*SELECTED EXTRACT*:
#####
Hello!
On 30.06.2020 8:22, Yoshihiro Shimoda wrote:
From: Yoshihiro Shimoda, Sent: Tuesday, May 26, 2020 6:47 PM
According to the report of [1], this driver is possible to cause
the following error in ravb_tx_timeout_work().
ravb e6800000.ethernet ethernet: failed to switch device to config mode
This error means that the hardware could not change the state
from "Operation" to "Configuration" while some tx queue is operating.
After that, ravb_config() in ravb_dmac_init() will fail, and then
any descriptors will be not allocaled anymore so that NULL porinter
Pointer. :-)
dereference happens after that on ravb_start_xmit().
Such a case is possible to be caused because this driver supports
two queues (NC and BE) and the ravb_stop_dma() is possible to return
without any stopping process if TCCR or CSR register indicates
the hardware is operating for TX.
Maybe we should just fix those blind assumptions?
To fix the issue, just try to wake the subqueue on
ravb_tx_timeout_work() if the descriptors are not full instead
of stop all transfers (all queues of TX and RX).
[1]
https://lore.kernel.org/linux-renesas-soc/20200518045452.2390-1-dirk.behme@xxxxxxxxxxxx/
Reported-by: Dirk Behme <dirk.behme@xxxxxxxxxxxx>
Signed-off-by: Yoshihiro Shimoda <yoshihiro.shimoda.uh@xxxxxxxxxxx>
---
I'm guessing that this issue is possible to happen if:
- ravb_start_xmit() calls netif_stop_subqueue(), and
- ravb_poll() will not be called with some reason, and
- netif_wake_subqueue() will be not called, and then
- dev_watchdog() in net/sched/sch_generic.c calls ndo_tx_timeout().
However, unfortunately, I didn't reproduce the issue yet.
To be honest, I'm also guessing other queues (SR) of this hardware
which out-of tree driver manages are possible to reproduce this issue,
but I didn't try such environment for now...
So, I marked RFC on this patch now.
I'm afraid, but do you have any comments about this patch?
I agree that we should now reset only the stuck queue, not both but I
doubt your solution is good enough. Let me have another look...
Thank you for your comment! I hope this solution is good enough...
I'm sorry again and again. But, do you have any time to look this patch?
#####
*PROVIDED DATA*:
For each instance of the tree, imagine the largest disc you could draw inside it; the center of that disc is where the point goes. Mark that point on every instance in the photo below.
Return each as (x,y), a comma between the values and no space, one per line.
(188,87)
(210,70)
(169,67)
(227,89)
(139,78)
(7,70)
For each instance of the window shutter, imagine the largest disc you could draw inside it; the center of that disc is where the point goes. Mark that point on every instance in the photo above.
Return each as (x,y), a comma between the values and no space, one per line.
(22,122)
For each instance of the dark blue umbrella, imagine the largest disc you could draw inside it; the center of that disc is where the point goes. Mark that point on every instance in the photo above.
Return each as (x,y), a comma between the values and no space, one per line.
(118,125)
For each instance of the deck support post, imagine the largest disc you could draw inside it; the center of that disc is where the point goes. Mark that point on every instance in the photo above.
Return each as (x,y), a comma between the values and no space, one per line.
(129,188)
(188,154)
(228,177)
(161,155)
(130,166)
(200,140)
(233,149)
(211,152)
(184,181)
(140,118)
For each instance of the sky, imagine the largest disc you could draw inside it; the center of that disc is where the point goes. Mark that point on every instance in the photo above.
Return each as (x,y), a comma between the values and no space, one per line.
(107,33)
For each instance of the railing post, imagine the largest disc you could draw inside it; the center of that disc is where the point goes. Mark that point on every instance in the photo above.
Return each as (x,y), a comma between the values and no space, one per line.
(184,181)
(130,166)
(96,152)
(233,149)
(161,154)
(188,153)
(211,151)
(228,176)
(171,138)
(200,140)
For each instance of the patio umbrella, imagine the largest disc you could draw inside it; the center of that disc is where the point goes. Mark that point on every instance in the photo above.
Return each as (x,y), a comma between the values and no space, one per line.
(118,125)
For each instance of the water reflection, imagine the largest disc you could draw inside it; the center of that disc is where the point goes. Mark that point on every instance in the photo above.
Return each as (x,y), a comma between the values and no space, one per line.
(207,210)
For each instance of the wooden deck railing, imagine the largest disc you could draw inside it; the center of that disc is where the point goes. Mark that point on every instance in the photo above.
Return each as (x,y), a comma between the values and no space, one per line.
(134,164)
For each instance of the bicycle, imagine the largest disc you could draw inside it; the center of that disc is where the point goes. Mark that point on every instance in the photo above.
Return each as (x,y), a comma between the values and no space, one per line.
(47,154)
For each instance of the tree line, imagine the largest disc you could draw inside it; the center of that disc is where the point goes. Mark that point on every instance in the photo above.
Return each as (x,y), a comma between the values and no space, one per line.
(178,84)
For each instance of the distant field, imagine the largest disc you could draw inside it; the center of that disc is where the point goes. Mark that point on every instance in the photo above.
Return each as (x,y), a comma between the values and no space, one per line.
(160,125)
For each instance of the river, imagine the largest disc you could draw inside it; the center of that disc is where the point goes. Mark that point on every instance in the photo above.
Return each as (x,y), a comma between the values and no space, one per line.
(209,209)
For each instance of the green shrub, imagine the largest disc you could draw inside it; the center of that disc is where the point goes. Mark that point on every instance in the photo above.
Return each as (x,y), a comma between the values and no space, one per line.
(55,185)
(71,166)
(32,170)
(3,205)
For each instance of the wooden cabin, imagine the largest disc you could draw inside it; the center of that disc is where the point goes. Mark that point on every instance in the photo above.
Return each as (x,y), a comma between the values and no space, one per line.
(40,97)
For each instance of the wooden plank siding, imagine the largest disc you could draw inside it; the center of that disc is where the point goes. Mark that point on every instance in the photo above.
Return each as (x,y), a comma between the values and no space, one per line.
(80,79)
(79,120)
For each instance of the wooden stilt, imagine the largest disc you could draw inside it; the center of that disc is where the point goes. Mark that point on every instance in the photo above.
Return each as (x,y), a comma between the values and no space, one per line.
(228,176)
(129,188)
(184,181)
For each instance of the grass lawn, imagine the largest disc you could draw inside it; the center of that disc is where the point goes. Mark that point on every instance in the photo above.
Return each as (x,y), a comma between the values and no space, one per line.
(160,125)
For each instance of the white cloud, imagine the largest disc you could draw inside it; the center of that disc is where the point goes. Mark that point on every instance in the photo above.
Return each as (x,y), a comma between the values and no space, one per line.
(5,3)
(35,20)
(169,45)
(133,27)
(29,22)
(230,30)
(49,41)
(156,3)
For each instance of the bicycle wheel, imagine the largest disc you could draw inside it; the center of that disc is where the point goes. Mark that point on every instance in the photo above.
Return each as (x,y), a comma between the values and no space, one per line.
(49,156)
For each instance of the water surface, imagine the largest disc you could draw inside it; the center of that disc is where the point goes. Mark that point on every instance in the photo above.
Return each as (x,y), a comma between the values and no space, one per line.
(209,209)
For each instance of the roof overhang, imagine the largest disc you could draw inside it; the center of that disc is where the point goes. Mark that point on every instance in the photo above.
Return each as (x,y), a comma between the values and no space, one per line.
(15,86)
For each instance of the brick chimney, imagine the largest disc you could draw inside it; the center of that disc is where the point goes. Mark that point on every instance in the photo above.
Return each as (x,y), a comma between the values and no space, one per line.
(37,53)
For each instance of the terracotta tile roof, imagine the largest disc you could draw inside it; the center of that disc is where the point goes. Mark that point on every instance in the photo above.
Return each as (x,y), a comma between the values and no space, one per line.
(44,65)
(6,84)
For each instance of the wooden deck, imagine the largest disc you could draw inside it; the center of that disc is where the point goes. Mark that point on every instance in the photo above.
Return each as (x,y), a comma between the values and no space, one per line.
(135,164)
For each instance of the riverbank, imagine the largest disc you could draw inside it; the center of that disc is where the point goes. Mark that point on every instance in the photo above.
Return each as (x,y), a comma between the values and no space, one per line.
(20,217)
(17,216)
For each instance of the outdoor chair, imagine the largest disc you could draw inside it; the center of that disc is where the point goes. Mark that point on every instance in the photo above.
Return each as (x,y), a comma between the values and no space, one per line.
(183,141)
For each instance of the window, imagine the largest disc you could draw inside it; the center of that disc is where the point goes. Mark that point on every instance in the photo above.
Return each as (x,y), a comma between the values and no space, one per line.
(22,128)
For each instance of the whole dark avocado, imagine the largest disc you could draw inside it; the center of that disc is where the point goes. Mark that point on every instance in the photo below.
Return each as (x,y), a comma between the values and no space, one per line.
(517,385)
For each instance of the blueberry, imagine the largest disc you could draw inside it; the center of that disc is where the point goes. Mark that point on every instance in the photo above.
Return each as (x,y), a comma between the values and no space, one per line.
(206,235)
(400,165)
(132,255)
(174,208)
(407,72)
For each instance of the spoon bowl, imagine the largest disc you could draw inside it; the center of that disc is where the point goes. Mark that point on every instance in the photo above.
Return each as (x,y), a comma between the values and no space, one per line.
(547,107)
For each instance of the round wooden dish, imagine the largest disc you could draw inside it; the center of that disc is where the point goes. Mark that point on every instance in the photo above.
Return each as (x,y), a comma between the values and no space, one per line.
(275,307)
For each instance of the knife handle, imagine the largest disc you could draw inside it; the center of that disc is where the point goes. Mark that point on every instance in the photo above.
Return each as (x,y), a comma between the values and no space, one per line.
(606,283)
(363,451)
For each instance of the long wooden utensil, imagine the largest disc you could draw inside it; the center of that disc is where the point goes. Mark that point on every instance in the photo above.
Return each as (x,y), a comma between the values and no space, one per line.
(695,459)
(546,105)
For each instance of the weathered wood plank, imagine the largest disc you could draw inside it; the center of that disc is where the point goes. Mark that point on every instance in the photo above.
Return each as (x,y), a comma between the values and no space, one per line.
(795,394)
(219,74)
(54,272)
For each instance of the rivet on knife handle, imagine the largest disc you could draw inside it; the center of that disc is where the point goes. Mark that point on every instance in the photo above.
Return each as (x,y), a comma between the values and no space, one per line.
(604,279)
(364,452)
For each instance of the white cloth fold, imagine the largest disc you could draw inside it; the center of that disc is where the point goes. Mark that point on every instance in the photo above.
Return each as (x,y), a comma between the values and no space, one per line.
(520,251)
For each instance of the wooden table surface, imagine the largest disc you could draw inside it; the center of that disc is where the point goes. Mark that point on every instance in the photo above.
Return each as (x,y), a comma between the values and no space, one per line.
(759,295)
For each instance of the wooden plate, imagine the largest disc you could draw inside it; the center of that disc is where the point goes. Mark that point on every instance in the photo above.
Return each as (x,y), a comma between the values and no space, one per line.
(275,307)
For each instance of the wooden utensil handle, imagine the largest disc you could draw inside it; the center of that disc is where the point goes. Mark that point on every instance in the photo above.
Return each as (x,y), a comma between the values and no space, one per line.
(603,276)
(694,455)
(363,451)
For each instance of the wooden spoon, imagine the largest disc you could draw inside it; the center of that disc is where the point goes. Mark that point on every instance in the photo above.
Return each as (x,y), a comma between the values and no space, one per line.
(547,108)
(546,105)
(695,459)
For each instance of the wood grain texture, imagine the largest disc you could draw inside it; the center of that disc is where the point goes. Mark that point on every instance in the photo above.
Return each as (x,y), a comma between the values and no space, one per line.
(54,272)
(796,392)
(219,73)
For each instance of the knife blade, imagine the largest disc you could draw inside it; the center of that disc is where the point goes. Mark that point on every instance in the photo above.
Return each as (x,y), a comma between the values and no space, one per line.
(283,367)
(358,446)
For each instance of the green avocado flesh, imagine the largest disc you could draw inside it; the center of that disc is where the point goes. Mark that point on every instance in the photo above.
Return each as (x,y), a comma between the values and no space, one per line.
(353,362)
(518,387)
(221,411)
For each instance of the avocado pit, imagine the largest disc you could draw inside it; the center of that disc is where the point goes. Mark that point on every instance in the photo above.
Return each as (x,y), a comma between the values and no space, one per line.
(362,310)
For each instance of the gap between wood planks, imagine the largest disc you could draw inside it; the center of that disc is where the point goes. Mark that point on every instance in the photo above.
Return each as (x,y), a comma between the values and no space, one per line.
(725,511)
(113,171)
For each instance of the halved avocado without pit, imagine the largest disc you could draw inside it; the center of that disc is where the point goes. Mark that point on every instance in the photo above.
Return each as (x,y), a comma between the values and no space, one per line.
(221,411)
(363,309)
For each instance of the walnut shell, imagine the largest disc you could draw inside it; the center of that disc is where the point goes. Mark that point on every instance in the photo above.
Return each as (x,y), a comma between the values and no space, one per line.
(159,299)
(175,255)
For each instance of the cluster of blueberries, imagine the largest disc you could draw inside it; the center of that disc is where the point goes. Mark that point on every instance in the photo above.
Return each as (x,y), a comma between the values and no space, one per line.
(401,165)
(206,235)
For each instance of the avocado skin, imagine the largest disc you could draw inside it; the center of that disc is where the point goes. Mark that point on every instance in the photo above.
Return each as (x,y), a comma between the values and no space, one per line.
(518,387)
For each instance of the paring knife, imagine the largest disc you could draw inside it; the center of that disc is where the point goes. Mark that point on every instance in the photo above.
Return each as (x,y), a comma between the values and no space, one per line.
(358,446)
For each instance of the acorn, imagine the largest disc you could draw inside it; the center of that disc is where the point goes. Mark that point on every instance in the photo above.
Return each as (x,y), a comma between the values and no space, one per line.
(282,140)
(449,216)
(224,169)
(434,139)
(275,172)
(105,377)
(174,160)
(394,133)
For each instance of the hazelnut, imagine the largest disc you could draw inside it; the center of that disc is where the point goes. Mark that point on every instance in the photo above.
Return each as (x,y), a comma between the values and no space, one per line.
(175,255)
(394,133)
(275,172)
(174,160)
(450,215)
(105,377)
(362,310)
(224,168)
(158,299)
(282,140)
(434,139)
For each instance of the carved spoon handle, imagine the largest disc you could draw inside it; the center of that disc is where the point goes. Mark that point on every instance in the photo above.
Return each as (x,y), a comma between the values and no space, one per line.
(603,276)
#####
*WHAT TO WORK ON*:
**1)** Please find each line in the listing that contains the string "deck", and copy those lines out.
**2)** Extend the ravb patch thread, starting right after its final sentence.
The ravb patch thread and the listing are unrelated to each other.

*SOLVED TASKS*:
**1)**
For each instance of the deck support post, imagine the largest disc you could draw inside it; the center of that disc is where the point goes. Mark that point on every instance in the photo above.
For each instance of the wooden deck railing, imagine the largest disc you could draw inside it; the center of that disc is where the point goes. Mark that point on every instance in the photo above.
For each instance of the wooden deck, imagine the largest disc you could draw inside it; the center of that disc is where the point goes. Mark that point on every instance in the photo above.

**2)**
Yes, in the sense of reviewing -- I don't consider it complete. And no, in
the sense of looking into the issue myself... Can we do a per-queue tear-down
and re-init (not necessarily all in 1 patch)?
In fact, it would ensue many changes...
Thank you for your comment! I'm not sure this "re-init" mean. But, we can do
Well, I meant the ring re-allocation and re-formatting... but (looking at
sh_eth) the former is not really necessary, it's enough to just stop the TX
ring and then re-format it and re-start... Well, unfortunately, the way I
structured the code, we can't do *just* that...
a per-queue tear-down if DMAC is still working. And, we can prepare new descriptors
for the queue after tear-down.
< Tear-down >
1. Set DT_EOS to the desc_bat[queue].
2. Set DLR.LBAx to 1.
3. Check if DLA.LBAx is cleared.
DLR.LBAx, you mean?
Well, I was thinking of polling TCCR and CSR like the current
ravb_stop_dma() does, but if that works...
< Prepare new descriptors and start again >
4. Prepare new descriptors.
That's where the cause for using the workqueue lies -- the descriptors are
allocated with GFP_KERNEL, not GFP_ATOMIC... if you have time/desire to
untangle all this, I'd appreciate it; else I'd have to work on this in my
copious free time... :-)
5. Set DT_LINKFIX to the desc_bat[queue].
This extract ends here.